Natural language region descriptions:
****************
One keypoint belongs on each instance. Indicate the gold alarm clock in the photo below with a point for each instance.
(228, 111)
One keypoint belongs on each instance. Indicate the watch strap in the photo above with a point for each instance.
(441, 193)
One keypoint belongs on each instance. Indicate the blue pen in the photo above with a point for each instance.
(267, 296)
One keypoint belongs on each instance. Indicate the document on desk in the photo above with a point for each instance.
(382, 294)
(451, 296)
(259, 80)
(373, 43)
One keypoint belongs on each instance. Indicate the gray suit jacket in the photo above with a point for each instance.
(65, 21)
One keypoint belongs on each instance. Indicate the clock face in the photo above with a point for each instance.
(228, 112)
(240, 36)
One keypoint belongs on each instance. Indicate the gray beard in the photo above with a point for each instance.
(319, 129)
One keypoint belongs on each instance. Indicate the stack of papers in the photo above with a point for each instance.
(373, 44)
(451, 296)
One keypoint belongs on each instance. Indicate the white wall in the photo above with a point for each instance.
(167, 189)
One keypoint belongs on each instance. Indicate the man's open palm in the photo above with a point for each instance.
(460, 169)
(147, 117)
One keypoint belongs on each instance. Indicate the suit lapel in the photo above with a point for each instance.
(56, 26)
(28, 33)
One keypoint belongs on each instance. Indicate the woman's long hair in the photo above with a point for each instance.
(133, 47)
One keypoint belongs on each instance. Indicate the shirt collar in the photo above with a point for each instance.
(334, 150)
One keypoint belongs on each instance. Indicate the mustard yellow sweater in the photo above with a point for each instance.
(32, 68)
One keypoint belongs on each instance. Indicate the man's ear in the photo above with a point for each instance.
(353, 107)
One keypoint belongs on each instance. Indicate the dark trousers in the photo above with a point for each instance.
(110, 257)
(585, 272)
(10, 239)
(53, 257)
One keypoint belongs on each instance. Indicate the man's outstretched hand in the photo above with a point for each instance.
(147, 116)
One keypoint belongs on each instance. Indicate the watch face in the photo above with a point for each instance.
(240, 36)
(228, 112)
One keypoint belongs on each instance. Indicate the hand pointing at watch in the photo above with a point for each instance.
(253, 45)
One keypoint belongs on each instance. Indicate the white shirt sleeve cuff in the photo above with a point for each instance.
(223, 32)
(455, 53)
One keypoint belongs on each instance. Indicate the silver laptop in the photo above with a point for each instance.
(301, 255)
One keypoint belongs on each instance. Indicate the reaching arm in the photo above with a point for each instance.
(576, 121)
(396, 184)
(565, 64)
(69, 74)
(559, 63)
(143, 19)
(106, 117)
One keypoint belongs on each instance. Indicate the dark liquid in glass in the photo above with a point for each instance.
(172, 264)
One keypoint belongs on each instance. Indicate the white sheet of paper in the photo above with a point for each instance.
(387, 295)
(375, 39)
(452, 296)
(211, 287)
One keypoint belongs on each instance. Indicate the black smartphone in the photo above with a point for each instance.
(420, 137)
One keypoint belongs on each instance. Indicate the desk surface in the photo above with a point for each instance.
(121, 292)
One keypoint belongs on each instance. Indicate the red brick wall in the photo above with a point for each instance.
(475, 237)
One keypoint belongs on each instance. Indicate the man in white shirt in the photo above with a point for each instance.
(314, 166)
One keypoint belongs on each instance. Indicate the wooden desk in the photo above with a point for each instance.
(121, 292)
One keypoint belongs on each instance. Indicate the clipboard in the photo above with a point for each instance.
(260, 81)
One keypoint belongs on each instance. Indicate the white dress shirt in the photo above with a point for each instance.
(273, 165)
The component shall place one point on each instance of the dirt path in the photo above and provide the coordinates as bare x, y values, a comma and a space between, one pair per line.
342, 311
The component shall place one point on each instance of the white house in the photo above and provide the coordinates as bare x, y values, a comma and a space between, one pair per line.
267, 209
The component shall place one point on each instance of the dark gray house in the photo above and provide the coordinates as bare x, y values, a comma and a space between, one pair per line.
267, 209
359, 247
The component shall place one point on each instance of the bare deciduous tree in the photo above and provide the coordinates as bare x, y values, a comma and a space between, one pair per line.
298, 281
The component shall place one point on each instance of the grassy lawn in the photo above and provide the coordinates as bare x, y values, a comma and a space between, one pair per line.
****************
Write out the full set of records exactly as given.

One keypoint belongs on each instance. Indicate the gold alarm clock in the photo below with a point for each instance.
(228, 111)
One keypoint belongs on each instance. Indicate the watch strap in the photo above with a point for each instance.
(441, 193)
One keypoint belongs on each instance. Indicate the blue pen in the photo above with a point for each instance.
(267, 296)
One keypoint belongs on each instance. Indicate the document on desk in the photo above with a point for each instance.
(382, 294)
(451, 296)
(259, 80)
(373, 43)
One keypoint belongs on each instance. Indicate the gray suit jacket in the photo above with a point for each instance.
(65, 21)
One keypoint belongs on each instance. Indicate the clock face in the photo above with a point for each instance.
(228, 112)
(240, 36)
One keypoint belongs on each instance. Indicate the gray beard in the photo above with a point for each instance.
(319, 129)
One keypoint belongs on each instance. Indicate the stack of papers in the photo above with a point for each instance.
(373, 44)
(451, 296)
One keypoint belongs on each instance. Indicate the white wall in the photo above with a point for each instance.
(167, 189)
One keypoint belongs on each instance. Indicate the man's open palm in the photo above with a point for each instance.
(460, 169)
(147, 117)
One keypoint belongs on each instance. Indicate the suit lapel in the photo above with a point for each instance.
(56, 26)
(28, 33)
One keypoint belongs on each instance. Indicate the woman's long hair in the photo above with a point for each instance.
(133, 47)
One keypoint belongs on each instance. Indicate the shirt collar in the photo above with a point for each instance.
(334, 150)
One keypoint belongs on each instance. Indicate the mustard yellow sweater in the photo above with a point for each instance.
(32, 68)
One keypoint belongs on each instance. Indicate the man's ear in the photo above with a point for each instance.
(353, 107)
One keypoint belongs on each instance. Indicate the dark trousers in the photo above with a point for each instance.
(110, 257)
(585, 272)
(10, 239)
(53, 257)
One keypoint belongs on each instance. Indicate the man's outstretched hand in the photo above with a point for each instance.
(147, 116)
One keypoint belongs on each instance. Indicate the watch face in the photo above with a point for each instance.
(240, 36)
(228, 112)
One keypoint belongs on each instance. Indicate the hand pointing at watch in the photo above with a point for each instance.
(253, 45)
One keypoint belongs on each instance. Indicate the white shirt sleeve cuff in the photo above with a point for each instance.
(223, 32)
(455, 53)
One keypoint belongs on each instance. Indicate the silver laptop in the photo above with a point for each instance.
(301, 255)
One keypoint belongs on each instance. Indicate the reaching arm in the photo above with a point for each instance.
(576, 121)
(396, 184)
(565, 64)
(69, 74)
(559, 63)
(143, 19)
(106, 117)
One keypoint belongs on each instance. Indicate the dark liquid in glass in the photo above with a point for each instance.
(172, 264)
One keypoint belongs on each instance. Indicate the white sheet of paper in the photo above with a point for each instance.
(387, 295)
(375, 39)
(452, 296)
(211, 287)
One keypoint belongs on each instance. Indicate the black smartphone in the photo above with a point for each instance.
(420, 137)
One keypoint belongs on each instance. Indicate the desk surface in the photo above with a point for each instance.
(121, 292)
One keypoint belongs on each instance. Indicate the red brick wall in the photo above with a point for each instance.
(475, 237)
One keypoint belongs on each instance. Indicate the man in white shirt in the photo above with a point for each instance.
(314, 166)
One keypoint belongs on each instance. Indicate the wooden desk in the photo above with a point for each instance.
(121, 292)
One keypoint belongs on each instance. Indicate the clipboard in the photo above with a point for each instance.
(260, 81)
One keypoint belongs on each instance. Indicate the white dress shirt in the photo above with a point for each instance.
(273, 165)
The component shall place one point on each instance of the dirt path in the photo above and provide the coordinates as bare x, y values, a comma and a space between, one pair per line.
342, 311
The component shall place one point on each instance of the white house in the photo above and provide the coordinates as bare x, y values, a comma and a space between, one pair per line.
267, 209
The component shall place one point on each instance of the dark gray house in the photo above and provide the coordinates as bare x, y values, a comma and a space between, one pair per line.
267, 209
359, 247
The component shall place one point on each instance of the bare deciduous tree in the photo above and provide the coordinates as bare x, y values, a comma and a space between, one pair per line.
298, 281
The component shall place one point on each instance of the grassy lawn in the photo above and provide the coordinates as bare x, y values, a comma and a space between, one pair per line.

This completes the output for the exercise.